(MATERIAL SHOWN):

────

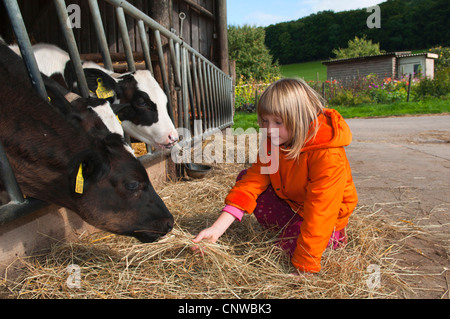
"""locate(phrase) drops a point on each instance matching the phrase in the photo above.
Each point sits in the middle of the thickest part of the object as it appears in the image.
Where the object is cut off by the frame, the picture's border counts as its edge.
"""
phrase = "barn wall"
(199, 29)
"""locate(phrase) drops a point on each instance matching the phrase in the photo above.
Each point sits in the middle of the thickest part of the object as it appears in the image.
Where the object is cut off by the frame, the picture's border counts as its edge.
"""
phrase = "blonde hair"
(298, 106)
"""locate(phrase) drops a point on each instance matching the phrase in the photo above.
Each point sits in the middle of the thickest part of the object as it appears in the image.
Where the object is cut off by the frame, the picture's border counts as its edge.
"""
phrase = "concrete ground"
(401, 168)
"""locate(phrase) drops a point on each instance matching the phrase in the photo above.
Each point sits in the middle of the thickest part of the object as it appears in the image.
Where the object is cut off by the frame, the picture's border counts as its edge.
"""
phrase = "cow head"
(117, 195)
(143, 105)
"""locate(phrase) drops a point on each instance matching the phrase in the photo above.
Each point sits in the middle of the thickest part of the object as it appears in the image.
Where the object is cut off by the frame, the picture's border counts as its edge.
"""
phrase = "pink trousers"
(274, 213)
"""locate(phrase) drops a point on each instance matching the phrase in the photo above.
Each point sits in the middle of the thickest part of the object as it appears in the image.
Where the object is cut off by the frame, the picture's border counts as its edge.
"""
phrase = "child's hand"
(209, 234)
(212, 234)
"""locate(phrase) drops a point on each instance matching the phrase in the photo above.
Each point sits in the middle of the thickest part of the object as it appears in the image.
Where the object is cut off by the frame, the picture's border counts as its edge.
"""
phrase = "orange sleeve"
(324, 195)
(245, 192)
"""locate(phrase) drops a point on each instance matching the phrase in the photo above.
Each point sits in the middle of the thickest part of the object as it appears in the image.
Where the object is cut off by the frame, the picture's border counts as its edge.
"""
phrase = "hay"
(243, 264)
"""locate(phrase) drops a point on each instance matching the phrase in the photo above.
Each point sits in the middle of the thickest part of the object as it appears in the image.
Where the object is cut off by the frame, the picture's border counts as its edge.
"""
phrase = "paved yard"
(401, 167)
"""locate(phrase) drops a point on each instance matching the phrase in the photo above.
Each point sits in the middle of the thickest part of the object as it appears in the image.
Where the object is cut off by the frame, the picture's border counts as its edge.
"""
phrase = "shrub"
(437, 87)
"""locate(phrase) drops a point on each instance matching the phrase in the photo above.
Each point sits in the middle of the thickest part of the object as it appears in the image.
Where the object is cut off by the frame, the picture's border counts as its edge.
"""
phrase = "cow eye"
(141, 102)
(132, 186)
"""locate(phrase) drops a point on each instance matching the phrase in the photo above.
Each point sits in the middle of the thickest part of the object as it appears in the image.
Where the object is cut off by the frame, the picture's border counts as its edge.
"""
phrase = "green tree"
(247, 48)
(358, 47)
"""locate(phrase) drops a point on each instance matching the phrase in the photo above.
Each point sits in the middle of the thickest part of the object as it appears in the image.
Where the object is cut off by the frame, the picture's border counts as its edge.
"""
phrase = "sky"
(262, 13)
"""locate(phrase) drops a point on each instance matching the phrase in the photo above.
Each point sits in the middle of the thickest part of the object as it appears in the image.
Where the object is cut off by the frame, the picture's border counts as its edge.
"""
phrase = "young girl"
(311, 196)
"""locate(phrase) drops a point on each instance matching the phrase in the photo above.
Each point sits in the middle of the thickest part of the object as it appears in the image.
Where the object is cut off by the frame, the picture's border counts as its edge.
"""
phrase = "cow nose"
(173, 136)
(169, 224)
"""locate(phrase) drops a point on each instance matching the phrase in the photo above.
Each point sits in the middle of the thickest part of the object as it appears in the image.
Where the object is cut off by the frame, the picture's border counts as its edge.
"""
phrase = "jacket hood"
(333, 132)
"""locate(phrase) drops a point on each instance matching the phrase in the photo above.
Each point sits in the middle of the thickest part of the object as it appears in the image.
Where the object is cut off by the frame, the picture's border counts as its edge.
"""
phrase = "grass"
(245, 120)
(308, 70)
(429, 106)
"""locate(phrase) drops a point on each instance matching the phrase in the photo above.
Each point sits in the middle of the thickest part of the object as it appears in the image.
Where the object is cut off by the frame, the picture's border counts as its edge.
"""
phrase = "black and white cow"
(144, 116)
(50, 148)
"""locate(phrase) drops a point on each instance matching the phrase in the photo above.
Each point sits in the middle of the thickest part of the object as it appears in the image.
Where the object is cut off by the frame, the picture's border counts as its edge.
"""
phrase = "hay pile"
(243, 264)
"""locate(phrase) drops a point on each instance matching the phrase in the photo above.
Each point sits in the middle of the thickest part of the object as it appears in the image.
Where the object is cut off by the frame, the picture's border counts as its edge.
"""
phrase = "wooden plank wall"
(199, 30)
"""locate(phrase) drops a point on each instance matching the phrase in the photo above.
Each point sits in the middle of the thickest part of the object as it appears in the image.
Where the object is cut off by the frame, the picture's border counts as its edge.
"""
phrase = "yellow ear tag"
(79, 181)
(102, 92)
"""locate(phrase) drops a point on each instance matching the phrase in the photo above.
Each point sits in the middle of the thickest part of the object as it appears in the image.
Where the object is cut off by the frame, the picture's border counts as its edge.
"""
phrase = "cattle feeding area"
(62, 153)
(244, 263)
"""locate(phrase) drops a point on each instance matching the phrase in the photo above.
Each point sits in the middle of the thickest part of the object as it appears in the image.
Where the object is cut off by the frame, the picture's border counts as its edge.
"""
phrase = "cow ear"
(100, 83)
(88, 168)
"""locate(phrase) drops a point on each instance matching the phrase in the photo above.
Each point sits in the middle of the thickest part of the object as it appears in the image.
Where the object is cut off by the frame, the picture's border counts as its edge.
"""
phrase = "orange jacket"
(318, 186)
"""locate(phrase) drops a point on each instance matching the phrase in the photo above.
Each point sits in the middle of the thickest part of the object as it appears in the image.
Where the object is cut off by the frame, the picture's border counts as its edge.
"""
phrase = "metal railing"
(204, 92)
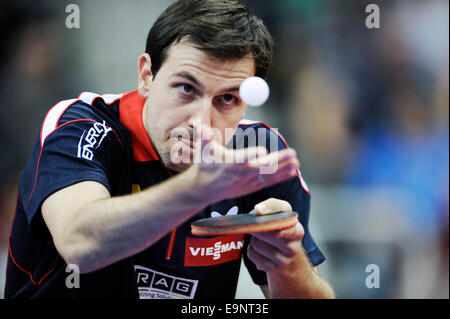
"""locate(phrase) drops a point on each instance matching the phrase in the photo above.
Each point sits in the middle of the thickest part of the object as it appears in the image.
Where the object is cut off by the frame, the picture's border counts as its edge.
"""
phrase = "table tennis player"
(105, 190)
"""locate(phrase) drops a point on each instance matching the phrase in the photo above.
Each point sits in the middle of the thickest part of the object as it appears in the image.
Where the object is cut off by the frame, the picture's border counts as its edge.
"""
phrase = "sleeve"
(78, 150)
(294, 191)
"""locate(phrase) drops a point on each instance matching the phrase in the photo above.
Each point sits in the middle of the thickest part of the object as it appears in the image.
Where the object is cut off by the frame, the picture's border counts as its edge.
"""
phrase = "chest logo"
(212, 251)
(233, 211)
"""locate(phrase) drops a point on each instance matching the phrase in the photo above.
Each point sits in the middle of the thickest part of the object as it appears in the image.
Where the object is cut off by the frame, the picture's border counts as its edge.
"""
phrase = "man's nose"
(201, 114)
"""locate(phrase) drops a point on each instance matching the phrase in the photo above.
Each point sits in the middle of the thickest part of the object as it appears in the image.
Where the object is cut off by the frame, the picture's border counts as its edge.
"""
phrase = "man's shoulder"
(86, 108)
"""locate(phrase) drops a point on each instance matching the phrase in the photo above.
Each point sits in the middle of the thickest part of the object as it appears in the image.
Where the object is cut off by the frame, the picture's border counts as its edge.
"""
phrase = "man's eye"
(228, 99)
(186, 89)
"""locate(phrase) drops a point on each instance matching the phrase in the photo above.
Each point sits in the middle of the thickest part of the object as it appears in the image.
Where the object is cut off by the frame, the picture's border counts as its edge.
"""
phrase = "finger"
(295, 232)
(287, 247)
(275, 256)
(272, 205)
(273, 159)
(246, 155)
(261, 262)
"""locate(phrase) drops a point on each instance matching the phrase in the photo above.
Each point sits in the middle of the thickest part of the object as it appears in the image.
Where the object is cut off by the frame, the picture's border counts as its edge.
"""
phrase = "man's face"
(192, 90)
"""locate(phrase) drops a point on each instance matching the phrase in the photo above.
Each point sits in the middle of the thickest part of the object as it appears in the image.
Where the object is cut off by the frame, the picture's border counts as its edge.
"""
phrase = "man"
(74, 202)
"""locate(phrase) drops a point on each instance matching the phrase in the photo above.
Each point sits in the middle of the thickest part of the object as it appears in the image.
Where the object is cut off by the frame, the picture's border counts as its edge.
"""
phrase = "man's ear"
(145, 75)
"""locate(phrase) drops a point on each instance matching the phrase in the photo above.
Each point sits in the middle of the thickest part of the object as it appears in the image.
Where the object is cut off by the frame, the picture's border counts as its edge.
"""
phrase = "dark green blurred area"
(366, 109)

────

(AIM OF THE EXERCISE): Count the lines in the entries above that contain the string "green". Reply with the number alone.

(REPLY): 2